Arte da un mondo alieno

Wave UFO, l’astronave aliena di Mariko Mori, è la sua ultima, visionaria creazione artistica, ma nello stesso tempo è anche una sofisticata opera d’architettura. Francesca Picchi descrive l’opera, Stefano Casciani parla dell’artista. Fotografia di Red Saunders.

La balena aliena di Mariko Mori, installata nell’atmosfera rarefatta e sospesa dell’ultimo piano del sofisticatissimo edificio di Peter Zumthor, a Bregenz, è la rappresentazione concreta e sognante di un luogo ideale, astratto dal tempo e dalla storia: uno spazio senza tempo proiettato nel futuro.

All’interno dell’opera sospesa sul confine labile e ambiguo tra scultura di grandi dimensioni e architettura dai contorni biomorfi, si creano le condizioni per cui la prova dell’esperienza si compie: poiché i luoghi, per dirla alla Richard Serra, “hanno il potere di generare pensieri”. Sullo sfondo appare l’allusione al viaggio in luogo immaginario e indefinitamente lontano “che non esiste in nessun luogo”, come l’approdo all’isola immaginaria e felice descritta da Tommaso Moro, capostipite delle rappresentazioni utopiche e del bisogno di far conoscere nuovi mondi a coloro che non li hanno veduti.

Dati forniti:

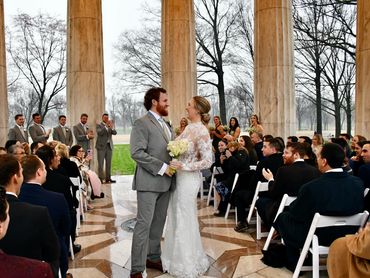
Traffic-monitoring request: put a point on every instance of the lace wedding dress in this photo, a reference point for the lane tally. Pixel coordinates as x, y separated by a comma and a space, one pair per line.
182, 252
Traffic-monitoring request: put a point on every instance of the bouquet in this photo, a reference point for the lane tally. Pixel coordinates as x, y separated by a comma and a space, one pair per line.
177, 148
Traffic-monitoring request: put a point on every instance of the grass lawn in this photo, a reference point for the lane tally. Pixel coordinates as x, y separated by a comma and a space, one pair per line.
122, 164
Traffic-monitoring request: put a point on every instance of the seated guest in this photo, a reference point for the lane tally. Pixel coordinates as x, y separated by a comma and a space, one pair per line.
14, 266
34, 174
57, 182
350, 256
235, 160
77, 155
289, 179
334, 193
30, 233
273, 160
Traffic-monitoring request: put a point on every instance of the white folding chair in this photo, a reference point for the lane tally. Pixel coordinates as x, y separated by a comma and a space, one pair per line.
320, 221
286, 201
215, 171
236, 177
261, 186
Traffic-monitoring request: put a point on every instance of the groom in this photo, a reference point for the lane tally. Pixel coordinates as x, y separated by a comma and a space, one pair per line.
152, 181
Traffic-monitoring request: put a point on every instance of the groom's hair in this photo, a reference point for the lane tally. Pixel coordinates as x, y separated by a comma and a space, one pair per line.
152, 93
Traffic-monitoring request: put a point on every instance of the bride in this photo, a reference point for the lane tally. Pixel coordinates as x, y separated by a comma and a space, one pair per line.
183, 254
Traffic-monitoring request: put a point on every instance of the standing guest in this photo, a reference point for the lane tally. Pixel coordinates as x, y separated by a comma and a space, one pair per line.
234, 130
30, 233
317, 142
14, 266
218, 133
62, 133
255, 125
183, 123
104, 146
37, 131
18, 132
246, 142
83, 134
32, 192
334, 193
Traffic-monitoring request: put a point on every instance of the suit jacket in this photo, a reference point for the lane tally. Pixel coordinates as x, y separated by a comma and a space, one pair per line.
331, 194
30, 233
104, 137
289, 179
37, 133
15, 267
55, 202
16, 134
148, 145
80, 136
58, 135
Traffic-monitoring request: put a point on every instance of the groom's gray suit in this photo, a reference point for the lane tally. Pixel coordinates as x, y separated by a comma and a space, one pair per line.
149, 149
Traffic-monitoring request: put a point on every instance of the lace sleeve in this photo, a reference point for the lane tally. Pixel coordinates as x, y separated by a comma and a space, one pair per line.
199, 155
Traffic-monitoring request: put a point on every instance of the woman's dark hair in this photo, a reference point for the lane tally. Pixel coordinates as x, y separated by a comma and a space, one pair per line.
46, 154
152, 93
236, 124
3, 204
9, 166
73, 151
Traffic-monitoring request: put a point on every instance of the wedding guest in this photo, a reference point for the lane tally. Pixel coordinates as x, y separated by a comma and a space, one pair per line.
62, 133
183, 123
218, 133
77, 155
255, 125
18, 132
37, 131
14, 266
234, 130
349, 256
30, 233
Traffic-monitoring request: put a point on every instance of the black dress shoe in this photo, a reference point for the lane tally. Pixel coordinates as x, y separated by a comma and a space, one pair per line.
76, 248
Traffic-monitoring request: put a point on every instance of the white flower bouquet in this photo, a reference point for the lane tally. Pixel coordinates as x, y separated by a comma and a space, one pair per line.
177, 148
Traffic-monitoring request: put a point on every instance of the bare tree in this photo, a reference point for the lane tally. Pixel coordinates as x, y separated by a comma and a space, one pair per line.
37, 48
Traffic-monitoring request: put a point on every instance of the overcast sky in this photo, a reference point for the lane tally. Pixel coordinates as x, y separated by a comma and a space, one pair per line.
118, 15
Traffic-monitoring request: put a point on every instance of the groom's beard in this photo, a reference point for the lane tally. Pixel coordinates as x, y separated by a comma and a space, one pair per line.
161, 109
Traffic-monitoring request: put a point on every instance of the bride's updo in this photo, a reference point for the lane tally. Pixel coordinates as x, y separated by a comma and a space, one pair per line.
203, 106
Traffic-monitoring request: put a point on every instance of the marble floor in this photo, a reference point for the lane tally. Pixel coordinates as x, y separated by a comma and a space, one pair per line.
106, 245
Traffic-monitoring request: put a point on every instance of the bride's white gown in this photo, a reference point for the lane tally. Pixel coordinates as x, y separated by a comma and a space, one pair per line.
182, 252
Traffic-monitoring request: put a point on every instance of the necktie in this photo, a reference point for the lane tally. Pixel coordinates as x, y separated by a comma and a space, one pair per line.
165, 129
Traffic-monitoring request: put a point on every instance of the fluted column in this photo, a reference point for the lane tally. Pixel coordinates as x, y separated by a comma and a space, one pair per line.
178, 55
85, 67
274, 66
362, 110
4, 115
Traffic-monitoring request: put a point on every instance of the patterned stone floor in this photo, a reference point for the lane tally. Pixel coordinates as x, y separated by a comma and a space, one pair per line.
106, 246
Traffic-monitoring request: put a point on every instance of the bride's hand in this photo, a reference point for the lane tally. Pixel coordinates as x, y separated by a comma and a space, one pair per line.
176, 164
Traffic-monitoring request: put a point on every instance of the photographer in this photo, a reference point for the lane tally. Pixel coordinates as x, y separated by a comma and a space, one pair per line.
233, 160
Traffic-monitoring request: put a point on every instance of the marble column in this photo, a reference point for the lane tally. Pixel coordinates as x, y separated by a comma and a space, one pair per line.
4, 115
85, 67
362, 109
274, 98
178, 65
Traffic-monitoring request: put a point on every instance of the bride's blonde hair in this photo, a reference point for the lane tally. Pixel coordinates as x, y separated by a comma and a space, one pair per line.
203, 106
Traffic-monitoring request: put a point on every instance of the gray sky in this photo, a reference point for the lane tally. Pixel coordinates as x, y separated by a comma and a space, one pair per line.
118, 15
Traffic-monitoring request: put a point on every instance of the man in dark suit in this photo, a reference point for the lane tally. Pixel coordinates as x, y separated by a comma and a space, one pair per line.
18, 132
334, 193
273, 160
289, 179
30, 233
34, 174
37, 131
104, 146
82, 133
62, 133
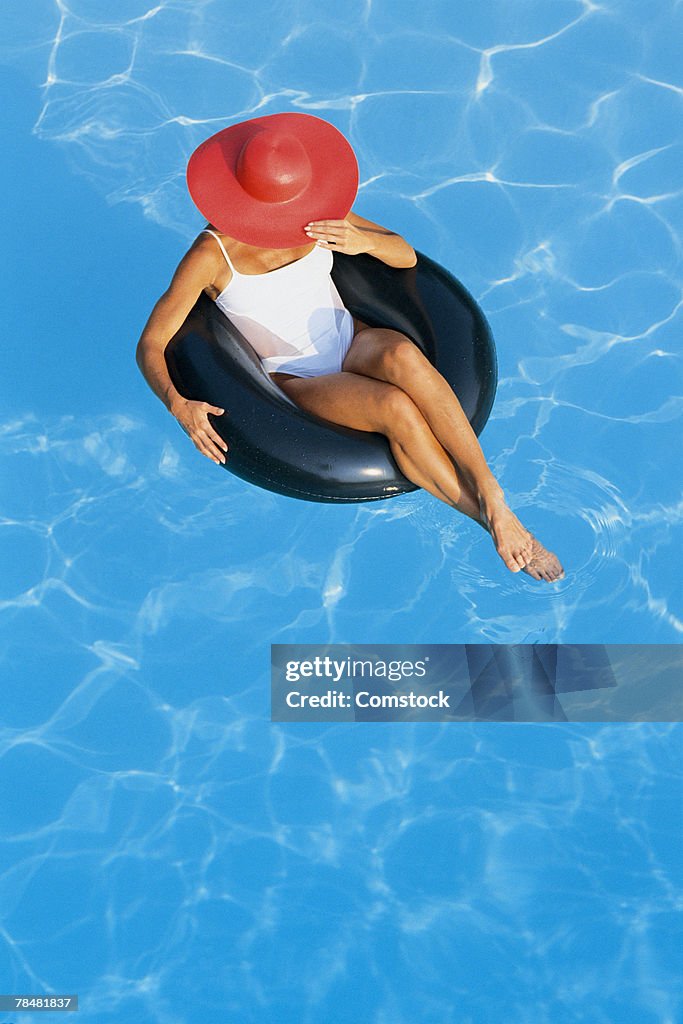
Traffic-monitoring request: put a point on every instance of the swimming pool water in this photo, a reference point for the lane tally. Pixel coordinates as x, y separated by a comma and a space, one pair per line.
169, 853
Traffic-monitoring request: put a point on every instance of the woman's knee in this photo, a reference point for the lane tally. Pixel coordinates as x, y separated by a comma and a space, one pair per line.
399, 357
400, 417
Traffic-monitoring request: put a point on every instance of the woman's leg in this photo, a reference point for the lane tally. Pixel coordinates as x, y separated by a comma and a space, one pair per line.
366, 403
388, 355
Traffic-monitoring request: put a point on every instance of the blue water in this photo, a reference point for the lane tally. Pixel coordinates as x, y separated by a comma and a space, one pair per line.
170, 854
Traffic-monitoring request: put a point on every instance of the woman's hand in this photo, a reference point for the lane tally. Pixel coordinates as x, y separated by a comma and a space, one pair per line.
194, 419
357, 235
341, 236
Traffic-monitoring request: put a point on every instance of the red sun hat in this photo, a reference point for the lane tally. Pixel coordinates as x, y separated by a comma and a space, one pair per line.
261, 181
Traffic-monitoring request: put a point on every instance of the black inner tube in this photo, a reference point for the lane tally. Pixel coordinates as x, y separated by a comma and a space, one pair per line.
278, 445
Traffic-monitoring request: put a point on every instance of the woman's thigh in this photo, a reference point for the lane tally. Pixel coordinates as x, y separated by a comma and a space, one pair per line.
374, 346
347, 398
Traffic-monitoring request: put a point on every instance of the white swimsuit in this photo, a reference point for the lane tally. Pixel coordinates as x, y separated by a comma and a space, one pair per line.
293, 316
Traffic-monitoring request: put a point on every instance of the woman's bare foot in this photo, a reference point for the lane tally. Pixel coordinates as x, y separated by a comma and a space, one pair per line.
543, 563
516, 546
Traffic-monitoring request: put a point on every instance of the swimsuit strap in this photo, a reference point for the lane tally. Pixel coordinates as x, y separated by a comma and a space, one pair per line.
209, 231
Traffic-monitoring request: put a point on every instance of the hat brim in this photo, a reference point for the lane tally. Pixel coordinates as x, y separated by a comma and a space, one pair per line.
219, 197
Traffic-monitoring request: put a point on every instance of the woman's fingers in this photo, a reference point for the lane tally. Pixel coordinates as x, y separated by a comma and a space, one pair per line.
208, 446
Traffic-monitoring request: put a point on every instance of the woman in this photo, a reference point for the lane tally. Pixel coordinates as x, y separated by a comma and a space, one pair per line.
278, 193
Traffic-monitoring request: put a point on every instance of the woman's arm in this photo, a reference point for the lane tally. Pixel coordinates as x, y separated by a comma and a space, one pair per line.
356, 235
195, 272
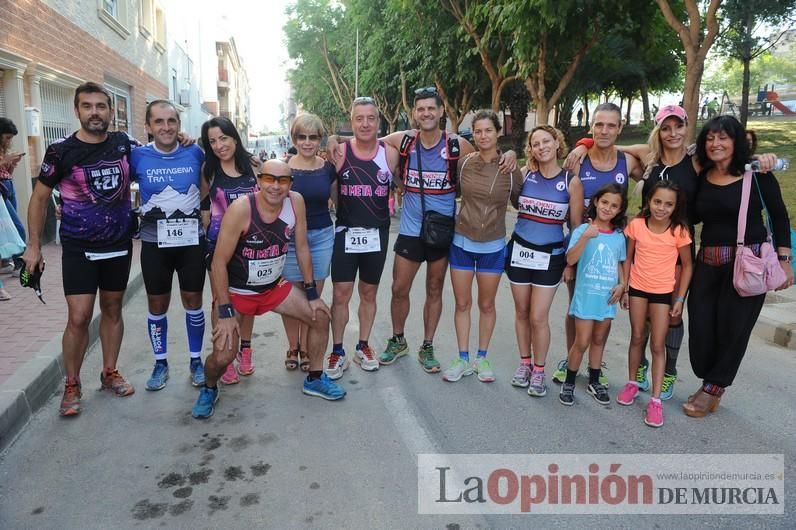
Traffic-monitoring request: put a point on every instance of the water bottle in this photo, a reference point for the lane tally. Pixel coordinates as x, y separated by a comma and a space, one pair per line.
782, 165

Compiti:
a – Elenca tutte le persone citate per nome nell'estratto della pagina.
b – Riproduci fedelmente il passo dell'estratto della pagina che inizia con "Arte da un mondo" e termina con "di Red Saunders.".

Risposte:
a – Mariko Mori, Francesca Picchi, Stefano Casciani, Red Saunders, Peter Zumthor, Richard Serra, Tommaso Moro

b –
Arte da un mondo alieno

Wave UFO, l’astronave aliena di Mariko Mori, è la sua ultima, visionaria creazione artistica, ma nello stesso tempo è anche una sofisticata opera d’architettura. Francesca Picchi descrive l’opera, Stefano Casciani parla dell’artista. Fotografia di Red Saunders.